[Stored data]
[Begin]
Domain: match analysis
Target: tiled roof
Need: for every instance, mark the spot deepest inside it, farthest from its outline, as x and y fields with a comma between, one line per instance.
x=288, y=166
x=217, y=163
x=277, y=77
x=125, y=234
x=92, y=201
[End]
Please write out every line of the listing above, word for word.

Domain: match analysis
Target: tiled roof
Need: for every instance, mark the spot deepest inside it, farthest from its outline, as x and y fields with a comma between, one line per instance.
x=288, y=166
x=217, y=163
x=277, y=77
x=125, y=234
x=92, y=201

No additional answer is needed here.